• [WHAT YOU SHOULD DO]:
In the Wuthering Heights review, swap "Mr. Linton" for "Edgar" and give the passage between "So, in an effort" and "is being cucked.", inclusive.

• [EXTRACT PROVIDED]:
Heathcliff’s self-loathing and self-destruction is matched only by the narcissism and eternal toddlerism of Cathy, who resumes teasing and tormenting him immediately upon his return, in spite of her marriage to Edgar and a life that would probably be the envy of 99% of the British population at the time. Cathy has a doting husband who treats her like a queen and will do anything to make her happy, staff who takes care of her every need, and a baby on the way, but still falls prey to romanticized nostalgia and the false belief that she can — and should — have it all.
So, in an effort to destroy herself and all of those around her, she chooses to stay with her husband while concocting a secret trist with Heathcliffe behind closed doors. This goes on for some time until the nanny/maid, Nelly, informs Mr. Linton that he is being cucked.
Ultimately, Cathy goes out the way she started, selfishly and childishly. The co-dependency of the co-leads was ultimately their undoing, as they both leech every last ounce of blood out of the other on the way to their mutually-bound destruction. Cathy played the role of Dr. Frankenstein, molding her pet monster to her liking, turning Heathcliff into a vampire-like wretch, lurking in the shadows and taking everything from his victims along the way. In the end, Cathy and Heathcliff both degraded each other, and neither could live while the other survived.
I’d be remiss if I didn’t mention one of the most fascinating studies in human behavior and psychology ever witnessed, when Heathcliff first returns to Cathy and seemingly the entire audience at our February 13th showing burst into rabid cheers and applause. Now, to be clear, at this point in the movie — and especially if you’ve read the book, my wife assures me — we know exactly who Heathcliff is, and that any kind of romantic rekindling between the two at this point would be guaranteed to be disastrous, not to mention adultrous. Together, they are a whirlwind of selfishness that lashes anyone unlucky enough to be around them. I actually remember turning to my wife about 40 minutes into the movie proclaiming that I hate both of these characters with a passion, and she remarked in agreement that they are not necessarily meant to be sympathetic characters.
Despite that, when Cathy first reunites onscreen with Heathcliff, our theater’s audience (mostly women) erupted into the kind of an ecstatic frenzy you might expect from someone whose NFL team just won its first Super Bowl. This made me ponder the modern appetite for the archetypal ‘bad boy’ and the drama of doomed relationships — the intoxicating rush of temporary fun and dopamine, followed by an inevitable and wholly foreseeable crash into despair and chaos. Our fellow moviegoers clapped gleefully at the prospect of Cathy throwing away the stability of her life with Edgar (with a baby on the way, no less) to dive headlong into a pattern of turmoil and infidelity. It was fascinating to watch an audience vociferously celebrate a choice so clearly primed for self-destruction. Unfortunately, to fully examine the psychological implication of this reaction would require more space than the confines of this review allows.
What struck me most, though, was the insatiable narcissism running like a virus through nearly every major character. Heathcliff’s obsession, Cathy’s entitlement, Isabella’s willingness to knowingly enter misery for the allure of proximity to passion — even Nelly’s manipulations for her own comfort — all contribute to the tragedy. Each character, in different ways, chooses pride, desire, or vengeance over wisdom and restraint.
Overall, Wuthering Heights is less a love story and more a stark portrait of human nature — of what happens when entitlement eclipses responsibility and obsession overrides reason. Heathcliff does not deserve applause. Cathy does not deserve romantic canonization. Their story endures not because it is aspirational, but because it is a warning.
And in 2026, that warning feels particularly timely.

• [DATASET ENTRIES]:
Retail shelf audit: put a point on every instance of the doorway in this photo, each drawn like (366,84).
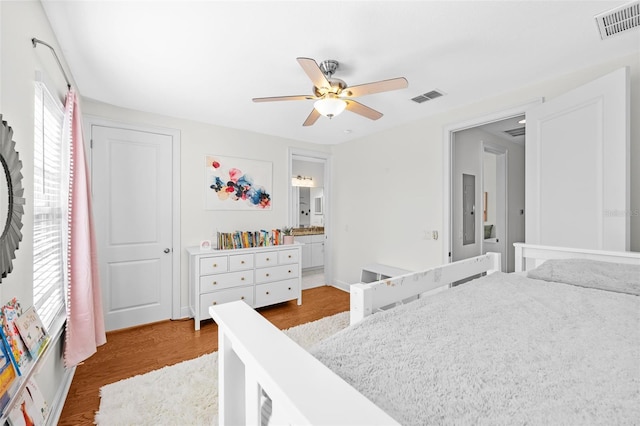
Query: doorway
(486,189)
(135,185)
(309,207)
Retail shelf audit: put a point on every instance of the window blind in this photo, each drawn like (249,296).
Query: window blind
(48,220)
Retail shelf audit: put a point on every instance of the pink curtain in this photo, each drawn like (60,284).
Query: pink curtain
(85,321)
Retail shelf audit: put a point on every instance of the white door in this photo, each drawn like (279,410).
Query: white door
(577,167)
(466,189)
(132,182)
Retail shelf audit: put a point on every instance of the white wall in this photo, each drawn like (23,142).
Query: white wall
(388,187)
(197,140)
(19,22)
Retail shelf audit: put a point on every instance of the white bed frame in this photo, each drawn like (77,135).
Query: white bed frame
(254,355)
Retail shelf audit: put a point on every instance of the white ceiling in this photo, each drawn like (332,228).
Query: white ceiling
(206,60)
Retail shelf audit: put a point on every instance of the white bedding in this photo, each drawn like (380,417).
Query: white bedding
(504,349)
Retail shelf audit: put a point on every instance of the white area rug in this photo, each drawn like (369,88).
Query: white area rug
(187,393)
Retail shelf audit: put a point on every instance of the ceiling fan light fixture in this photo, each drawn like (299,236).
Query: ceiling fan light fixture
(330,106)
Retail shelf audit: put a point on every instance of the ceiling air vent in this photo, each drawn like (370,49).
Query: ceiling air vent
(427,96)
(515,132)
(618,20)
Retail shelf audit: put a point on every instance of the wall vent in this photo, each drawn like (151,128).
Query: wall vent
(618,20)
(427,96)
(516,132)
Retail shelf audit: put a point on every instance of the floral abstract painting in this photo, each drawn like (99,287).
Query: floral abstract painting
(237,183)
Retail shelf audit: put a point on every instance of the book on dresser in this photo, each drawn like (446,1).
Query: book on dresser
(19,351)
(259,276)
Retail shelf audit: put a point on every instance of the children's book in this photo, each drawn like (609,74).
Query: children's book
(32,332)
(10,312)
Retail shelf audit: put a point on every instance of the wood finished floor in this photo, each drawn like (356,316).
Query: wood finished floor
(142,349)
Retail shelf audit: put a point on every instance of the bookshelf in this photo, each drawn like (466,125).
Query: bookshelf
(32,368)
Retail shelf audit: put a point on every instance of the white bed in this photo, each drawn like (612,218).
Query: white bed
(501,349)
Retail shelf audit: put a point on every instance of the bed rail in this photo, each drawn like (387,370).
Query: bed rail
(529,256)
(367,298)
(254,355)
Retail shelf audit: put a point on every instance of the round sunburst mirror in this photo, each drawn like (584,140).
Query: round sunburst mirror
(11,200)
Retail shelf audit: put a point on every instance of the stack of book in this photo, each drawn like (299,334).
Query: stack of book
(247,239)
(24,338)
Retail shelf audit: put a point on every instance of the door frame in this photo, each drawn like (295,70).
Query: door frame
(322,157)
(176,249)
(502,188)
(447,162)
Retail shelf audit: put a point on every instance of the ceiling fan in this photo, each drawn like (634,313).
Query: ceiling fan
(332,95)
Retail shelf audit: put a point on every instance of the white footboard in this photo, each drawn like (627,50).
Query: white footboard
(370,297)
(254,355)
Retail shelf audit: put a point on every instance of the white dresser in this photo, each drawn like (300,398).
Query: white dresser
(260,276)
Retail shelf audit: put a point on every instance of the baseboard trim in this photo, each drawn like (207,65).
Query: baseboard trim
(341,285)
(61,396)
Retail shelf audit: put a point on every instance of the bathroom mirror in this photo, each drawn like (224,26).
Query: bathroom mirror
(11,200)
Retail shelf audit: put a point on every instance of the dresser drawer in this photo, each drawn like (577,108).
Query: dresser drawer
(228,279)
(268,258)
(268,294)
(276,273)
(288,256)
(213,265)
(224,296)
(238,262)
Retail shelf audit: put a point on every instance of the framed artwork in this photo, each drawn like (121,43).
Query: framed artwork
(237,184)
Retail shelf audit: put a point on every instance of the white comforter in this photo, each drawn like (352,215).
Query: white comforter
(504,349)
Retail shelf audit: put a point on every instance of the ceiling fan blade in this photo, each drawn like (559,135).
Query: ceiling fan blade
(314,72)
(363,110)
(284,98)
(312,118)
(376,87)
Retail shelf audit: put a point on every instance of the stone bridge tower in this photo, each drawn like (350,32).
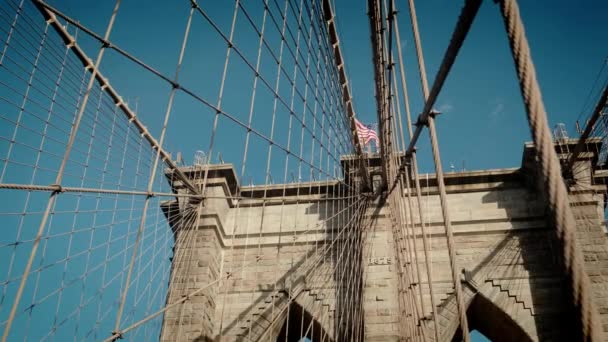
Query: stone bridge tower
(247,257)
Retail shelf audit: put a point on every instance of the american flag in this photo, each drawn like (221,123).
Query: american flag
(366,133)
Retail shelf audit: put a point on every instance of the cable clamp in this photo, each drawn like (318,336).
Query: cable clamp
(58,188)
(117,335)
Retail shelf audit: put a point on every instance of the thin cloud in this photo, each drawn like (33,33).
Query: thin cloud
(498,109)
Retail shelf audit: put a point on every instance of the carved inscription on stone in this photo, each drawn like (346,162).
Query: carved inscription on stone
(379,261)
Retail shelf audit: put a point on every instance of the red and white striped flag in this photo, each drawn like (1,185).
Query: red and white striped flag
(366,133)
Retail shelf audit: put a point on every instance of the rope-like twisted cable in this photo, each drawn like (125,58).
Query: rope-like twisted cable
(551,175)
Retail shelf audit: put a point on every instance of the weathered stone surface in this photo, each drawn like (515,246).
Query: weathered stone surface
(250,256)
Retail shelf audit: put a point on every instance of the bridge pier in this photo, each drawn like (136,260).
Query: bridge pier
(275,255)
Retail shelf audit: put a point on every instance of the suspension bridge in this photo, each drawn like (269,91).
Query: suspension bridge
(296,230)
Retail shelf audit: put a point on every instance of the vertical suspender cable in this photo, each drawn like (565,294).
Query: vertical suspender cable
(464,22)
(60,173)
(551,176)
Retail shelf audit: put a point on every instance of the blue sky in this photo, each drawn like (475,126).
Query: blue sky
(483,124)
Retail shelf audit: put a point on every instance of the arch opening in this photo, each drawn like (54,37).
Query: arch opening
(491,323)
(300,325)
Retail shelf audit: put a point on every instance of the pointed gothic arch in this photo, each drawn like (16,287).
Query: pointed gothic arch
(301,323)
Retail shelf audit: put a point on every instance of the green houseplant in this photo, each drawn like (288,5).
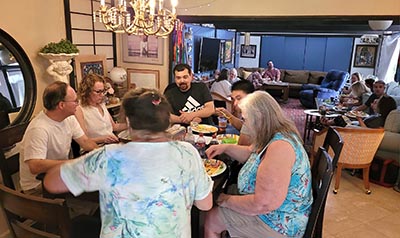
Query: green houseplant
(60,56)
(62,47)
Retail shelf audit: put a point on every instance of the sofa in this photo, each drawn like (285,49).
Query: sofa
(330,87)
(295,78)
(388,154)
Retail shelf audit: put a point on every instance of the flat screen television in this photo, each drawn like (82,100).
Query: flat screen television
(209,54)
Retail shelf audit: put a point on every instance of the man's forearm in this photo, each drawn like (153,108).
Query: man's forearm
(38,166)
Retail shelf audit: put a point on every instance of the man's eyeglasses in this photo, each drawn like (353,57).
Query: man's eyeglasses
(76,101)
(101,91)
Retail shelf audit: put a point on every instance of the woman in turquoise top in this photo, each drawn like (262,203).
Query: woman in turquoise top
(275,182)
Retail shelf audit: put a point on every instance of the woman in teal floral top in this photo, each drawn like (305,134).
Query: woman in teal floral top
(275,182)
(147,187)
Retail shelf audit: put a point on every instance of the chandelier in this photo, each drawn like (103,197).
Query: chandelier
(140,17)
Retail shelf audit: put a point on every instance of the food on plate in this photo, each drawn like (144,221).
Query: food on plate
(228,139)
(359,113)
(205,129)
(214,167)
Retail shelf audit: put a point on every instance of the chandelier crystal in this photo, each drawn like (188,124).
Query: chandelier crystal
(138,17)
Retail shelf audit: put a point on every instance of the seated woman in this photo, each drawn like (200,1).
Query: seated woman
(275,182)
(92,113)
(358,89)
(355,77)
(221,85)
(382,107)
(147,186)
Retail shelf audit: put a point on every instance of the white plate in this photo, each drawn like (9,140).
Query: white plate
(355,114)
(220,170)
(205,129)
(207,138)
(221,137)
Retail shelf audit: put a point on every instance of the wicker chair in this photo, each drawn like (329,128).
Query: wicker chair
(359,148)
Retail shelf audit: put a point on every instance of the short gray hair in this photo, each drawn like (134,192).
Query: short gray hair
(265,118)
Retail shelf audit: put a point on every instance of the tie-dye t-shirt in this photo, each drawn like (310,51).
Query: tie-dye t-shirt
(146,189)
(291,217)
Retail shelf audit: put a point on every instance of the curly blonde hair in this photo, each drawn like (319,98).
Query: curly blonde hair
(86,86)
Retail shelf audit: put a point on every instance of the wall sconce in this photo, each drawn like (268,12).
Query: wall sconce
(370,39)
(247,38)
(379,25)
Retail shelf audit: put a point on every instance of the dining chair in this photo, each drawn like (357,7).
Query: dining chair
(37,217)
(359,148)
(330,139)
(9,165)
(322,173)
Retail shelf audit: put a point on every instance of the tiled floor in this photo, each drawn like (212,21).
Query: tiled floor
(354,214)
(350,213)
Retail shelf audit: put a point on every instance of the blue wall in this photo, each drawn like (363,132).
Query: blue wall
(311,53)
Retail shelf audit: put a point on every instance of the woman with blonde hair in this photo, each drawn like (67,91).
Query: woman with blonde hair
(274,184)
(92,113)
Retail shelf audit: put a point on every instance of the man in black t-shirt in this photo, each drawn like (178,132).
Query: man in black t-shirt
(189,101)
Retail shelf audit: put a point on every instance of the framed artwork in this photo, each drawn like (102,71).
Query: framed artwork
(86,64)
(228,51)
(143,78)
(248,51)
(142,49)
(365,56)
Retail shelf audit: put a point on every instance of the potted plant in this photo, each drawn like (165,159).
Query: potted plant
(60,56)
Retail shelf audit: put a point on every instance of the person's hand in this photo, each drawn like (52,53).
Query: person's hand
(197,119)
(223,199)
(327,122)
(215,150)
(186,117)
(110,139)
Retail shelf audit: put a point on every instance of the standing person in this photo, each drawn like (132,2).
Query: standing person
(271,73)
(378,91)
(47,140)
(233,76)
(92,114)
(189,101)
(274,183)
(221,85)
(147,186)
(240,90)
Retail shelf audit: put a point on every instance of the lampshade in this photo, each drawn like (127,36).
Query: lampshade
(379,25)
(118,75)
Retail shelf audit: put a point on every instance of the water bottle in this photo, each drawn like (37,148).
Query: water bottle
(201,145)
(189,137)
(214,140)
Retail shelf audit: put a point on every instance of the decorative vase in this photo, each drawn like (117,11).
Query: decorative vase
(60,65)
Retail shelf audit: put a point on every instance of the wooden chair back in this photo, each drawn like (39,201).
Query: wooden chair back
(47,212)
(9,136)
(359,148)
(330,139)
(322,173)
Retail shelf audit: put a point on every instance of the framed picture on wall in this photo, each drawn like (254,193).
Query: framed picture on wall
(142,49)
(365,56)
(248,51)
(228,51)
(143,78)
(86,64)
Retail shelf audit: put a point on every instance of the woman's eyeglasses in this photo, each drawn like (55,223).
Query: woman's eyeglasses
(100,91)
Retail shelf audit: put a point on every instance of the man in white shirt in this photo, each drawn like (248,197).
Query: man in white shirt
(47,140)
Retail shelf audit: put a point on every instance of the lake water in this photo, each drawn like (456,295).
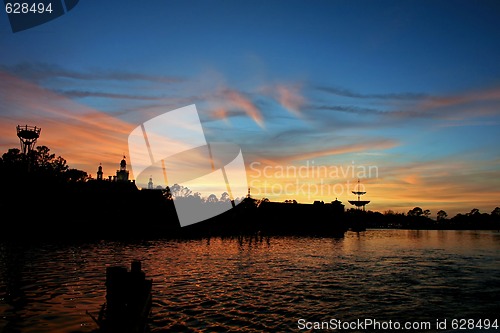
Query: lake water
(261,285)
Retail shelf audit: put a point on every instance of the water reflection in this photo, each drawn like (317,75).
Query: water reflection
(259,284)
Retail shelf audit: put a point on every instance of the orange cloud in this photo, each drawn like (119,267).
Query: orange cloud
(83,136)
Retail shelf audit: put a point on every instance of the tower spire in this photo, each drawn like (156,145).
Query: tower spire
(360,203)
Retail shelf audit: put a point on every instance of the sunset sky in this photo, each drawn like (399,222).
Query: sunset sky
(402,94)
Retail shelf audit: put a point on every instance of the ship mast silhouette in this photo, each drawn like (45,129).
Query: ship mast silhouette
(360,203)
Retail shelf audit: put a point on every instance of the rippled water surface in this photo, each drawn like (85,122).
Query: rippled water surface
(259,285)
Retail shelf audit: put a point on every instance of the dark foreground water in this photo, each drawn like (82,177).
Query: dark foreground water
(262,285)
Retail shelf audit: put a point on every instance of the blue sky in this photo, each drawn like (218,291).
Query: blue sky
(412,87)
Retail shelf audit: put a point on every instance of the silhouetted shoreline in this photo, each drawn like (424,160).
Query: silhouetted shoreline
(43,199)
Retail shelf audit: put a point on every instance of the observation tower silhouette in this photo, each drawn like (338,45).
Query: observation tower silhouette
(28,136)
(359,203)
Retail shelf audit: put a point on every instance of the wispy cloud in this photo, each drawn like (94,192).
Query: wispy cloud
(234,103)
(69,129)
(380,144)
(349,93)
(38,72)
(83,94)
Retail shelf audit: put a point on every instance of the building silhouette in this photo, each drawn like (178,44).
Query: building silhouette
(122,174)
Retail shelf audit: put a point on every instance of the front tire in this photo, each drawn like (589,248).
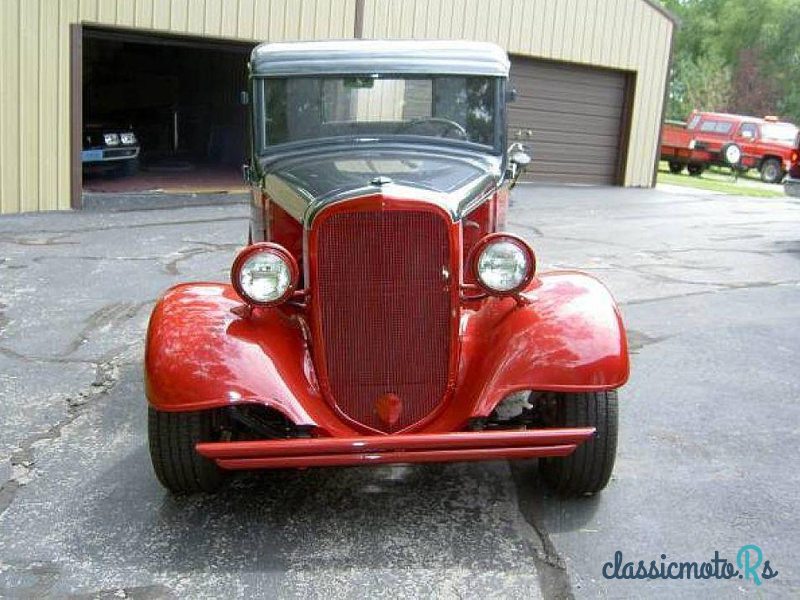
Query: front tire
(587,470)
(695,170)
(177,464)
(771,171)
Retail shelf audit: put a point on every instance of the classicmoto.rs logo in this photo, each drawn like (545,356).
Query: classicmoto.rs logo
(749,565)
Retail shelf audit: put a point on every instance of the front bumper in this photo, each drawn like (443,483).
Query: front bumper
(392,449)
(792,187)
(109,154)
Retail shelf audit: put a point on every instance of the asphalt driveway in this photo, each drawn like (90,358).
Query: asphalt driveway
(708,457)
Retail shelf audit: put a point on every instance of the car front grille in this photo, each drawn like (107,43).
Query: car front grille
(383,305)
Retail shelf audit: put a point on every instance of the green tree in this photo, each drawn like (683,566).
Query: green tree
(736,55)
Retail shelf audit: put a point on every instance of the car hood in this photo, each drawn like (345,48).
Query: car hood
(304,184)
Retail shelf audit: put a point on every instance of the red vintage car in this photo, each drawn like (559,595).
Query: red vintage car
(728,140)
(378,313)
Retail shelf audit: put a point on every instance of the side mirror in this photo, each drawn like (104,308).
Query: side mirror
(518,159)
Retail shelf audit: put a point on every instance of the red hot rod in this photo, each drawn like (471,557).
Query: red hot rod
(378,313)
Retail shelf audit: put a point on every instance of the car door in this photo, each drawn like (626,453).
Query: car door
(746,137)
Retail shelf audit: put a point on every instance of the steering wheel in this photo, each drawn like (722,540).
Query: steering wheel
(448,123)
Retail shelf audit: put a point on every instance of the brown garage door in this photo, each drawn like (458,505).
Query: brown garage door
(572,117)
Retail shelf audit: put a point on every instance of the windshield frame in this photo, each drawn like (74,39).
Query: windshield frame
(259,118)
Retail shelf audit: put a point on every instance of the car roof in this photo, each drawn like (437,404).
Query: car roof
(740,118)
(362,57)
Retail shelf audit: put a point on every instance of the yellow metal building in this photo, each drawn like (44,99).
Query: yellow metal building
(591,74)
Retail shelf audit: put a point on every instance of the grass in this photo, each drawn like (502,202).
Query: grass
(717,179)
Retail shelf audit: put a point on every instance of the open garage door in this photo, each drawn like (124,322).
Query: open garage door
(161,113)
(573,118)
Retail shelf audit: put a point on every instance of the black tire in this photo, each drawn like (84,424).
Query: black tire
(128,167)
(675,167)
(177,464)
(772,171)
(587,470)
(695,170)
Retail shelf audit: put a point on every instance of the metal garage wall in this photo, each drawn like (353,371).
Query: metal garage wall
(574,117)
(35,74)
(629,35)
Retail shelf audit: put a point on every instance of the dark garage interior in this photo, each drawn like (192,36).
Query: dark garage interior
(181,98)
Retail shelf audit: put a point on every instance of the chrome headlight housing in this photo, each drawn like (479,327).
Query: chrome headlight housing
(264,274)
(503,264)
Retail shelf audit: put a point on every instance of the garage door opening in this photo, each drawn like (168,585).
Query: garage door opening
(575,119)
(161,113)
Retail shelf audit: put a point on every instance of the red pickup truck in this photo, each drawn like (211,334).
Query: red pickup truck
(792,185)
(736,141)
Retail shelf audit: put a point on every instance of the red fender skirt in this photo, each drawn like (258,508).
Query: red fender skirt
(390,449)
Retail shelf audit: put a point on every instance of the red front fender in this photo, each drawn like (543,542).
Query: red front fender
(200,355)
(569,337)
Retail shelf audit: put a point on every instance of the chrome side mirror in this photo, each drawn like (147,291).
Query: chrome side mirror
(518,159)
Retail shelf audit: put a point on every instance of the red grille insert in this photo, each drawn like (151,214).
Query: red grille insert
(384,308)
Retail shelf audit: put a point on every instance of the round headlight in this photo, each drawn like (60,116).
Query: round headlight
(504,264)
(264,274)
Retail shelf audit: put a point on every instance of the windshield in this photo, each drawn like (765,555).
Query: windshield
(779,132)
(460,109)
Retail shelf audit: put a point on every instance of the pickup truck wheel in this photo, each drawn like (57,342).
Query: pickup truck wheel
(695,170)
(587,470)
(771,171)
(177,464)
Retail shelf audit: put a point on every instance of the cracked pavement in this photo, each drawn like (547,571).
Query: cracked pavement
(710,291)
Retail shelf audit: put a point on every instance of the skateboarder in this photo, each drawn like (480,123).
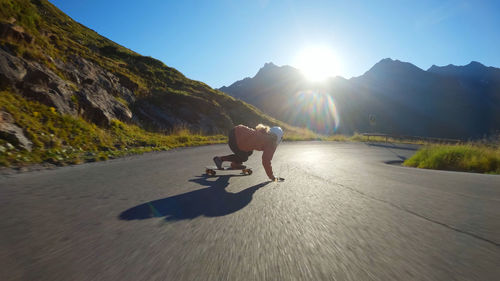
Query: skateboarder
(244,140)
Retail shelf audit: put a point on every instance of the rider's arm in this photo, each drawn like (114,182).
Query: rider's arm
(267,156)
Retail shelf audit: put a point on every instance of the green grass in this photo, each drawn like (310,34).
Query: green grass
(479,158)
(62,139)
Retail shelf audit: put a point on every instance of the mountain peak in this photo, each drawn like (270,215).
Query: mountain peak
(389,66)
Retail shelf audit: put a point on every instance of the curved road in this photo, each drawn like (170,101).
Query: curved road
(341,214)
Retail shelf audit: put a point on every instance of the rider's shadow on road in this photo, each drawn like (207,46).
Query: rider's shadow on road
(213,201)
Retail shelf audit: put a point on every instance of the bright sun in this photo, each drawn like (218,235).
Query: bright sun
(317,63)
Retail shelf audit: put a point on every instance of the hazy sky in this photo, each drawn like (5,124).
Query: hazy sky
(219,42)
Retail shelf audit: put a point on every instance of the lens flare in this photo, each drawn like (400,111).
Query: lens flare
(314,110)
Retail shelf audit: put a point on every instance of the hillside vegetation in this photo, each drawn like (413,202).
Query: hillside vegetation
(478,158)
(69,95)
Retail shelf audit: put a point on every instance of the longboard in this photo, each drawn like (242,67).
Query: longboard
(211,170)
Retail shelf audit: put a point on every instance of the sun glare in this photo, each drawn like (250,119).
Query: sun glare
(317,63)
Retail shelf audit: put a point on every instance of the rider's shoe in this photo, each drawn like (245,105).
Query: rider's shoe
(218,162)
(237,166)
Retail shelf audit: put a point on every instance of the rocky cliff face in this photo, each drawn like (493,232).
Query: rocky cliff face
(51,59)
(90,91)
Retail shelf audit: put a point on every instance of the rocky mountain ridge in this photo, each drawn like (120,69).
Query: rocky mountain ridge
(400,98)
(47,57)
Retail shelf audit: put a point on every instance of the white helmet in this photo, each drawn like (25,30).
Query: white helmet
(278,132)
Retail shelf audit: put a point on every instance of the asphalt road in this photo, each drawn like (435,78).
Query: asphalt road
(341,214)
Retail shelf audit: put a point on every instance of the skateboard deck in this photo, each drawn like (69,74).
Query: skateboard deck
(211,170)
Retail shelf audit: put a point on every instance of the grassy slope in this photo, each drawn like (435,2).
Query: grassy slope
(477,158)
(58,36)
(62,139)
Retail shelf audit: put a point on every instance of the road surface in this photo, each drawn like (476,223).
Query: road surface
(342,213)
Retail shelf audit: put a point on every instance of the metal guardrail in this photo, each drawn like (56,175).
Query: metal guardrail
(403,137)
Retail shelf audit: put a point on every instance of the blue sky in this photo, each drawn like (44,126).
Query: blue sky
(219,42)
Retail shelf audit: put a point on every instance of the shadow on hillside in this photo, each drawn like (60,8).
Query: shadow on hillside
(212,201)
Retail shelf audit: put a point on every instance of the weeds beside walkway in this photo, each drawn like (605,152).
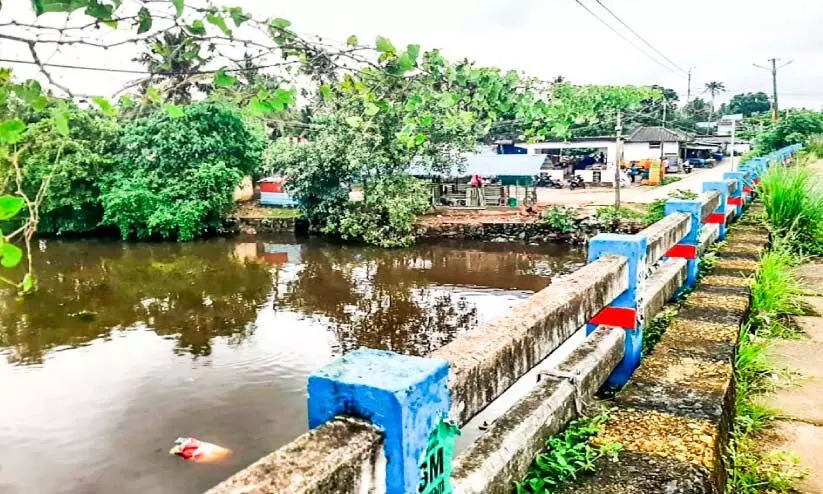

• [OUTPUT FOR THIS EXERCISE]:
So, in an effort to destroy herself and all of those around her, she chooses to stay with her husband while concocting a secret trist with Heathcliffe behind closed doors. This goes on for some time until the nanny/maid, Nelly, informs Edgar that he is being cucked.